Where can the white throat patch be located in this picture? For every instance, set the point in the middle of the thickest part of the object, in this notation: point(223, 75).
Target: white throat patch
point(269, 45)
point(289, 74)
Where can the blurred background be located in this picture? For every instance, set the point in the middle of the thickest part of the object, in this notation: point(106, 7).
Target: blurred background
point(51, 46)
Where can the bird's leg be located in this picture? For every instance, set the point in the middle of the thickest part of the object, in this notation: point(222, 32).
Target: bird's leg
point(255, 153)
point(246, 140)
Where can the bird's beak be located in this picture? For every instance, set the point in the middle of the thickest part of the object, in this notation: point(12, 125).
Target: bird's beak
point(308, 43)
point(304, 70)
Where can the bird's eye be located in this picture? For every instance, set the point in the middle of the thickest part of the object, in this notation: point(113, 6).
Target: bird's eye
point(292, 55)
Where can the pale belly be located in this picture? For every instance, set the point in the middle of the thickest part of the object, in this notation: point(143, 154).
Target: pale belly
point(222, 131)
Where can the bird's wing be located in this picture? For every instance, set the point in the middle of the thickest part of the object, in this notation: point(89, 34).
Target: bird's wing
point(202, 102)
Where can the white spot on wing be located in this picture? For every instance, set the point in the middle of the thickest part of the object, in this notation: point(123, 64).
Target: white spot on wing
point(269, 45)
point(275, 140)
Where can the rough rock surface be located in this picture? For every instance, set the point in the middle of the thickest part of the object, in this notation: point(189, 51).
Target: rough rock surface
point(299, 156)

• _TASK DETAILS_: Write the material out again in its entirety, exactly as shown.

• _WORKED SOLUTION_:
Where can the white throat patch be located in this picture? For every instance, set the point in the middle of the thickest part of the object, in this notation: point(223, 75).
Target: white throat patch
point(269, 45)
point(289, 74)
Where can the blurred background be located in this picture? For every instance, set the point in the middle of the thickest part of the object, in this notation: point(106, 7).
Target: blurred background
point(51, 46)
Where can the bird's leg be located in this picture? For every instance, set the point in the middle of the thickest part of the object, in this notation: point(222, 32).
Target: bird's leg
point(255, 153)
point(246, 140)
Where can the bird's beak be located in this picture? For every instance, set the point in the middle of the thickest part of the object, in this notation: point(12, 125).
Target: bird's beak
point(308, 43)
point(304, 70)
Where can the bird's eye be located in this picture? For every instance, set the point in the middle of the thickest part of the object, in this notation: point(113, 6).
Target: bird's eye
point(292, 55)
Where can the pale belly be located in this picture? For every instance, set the point in the middle of the thickest part of the object, in this notation: point(143, 154).
Target: pale belly
point(222, 131)
Where can the bird's wing be located in this picture? For every instance, set the point in the middle of the thickest part of the object, in this notation: point(89, 34).
Target: bird's wing
point(202, 102)
Where can the white spot on wing be located in this picture? For every instance, set the point in the middle of the thickest part of the object, in this notation: point(123, 64).
Target: white spot on wing
point(269, 45)
point(275, 140)
Where can the rough rock surface be located in this picture? For every instance, set the point in the middle of the thickest part of the object, in this notation: point(189, 51).
Target: rough rock surface
point(299, 156)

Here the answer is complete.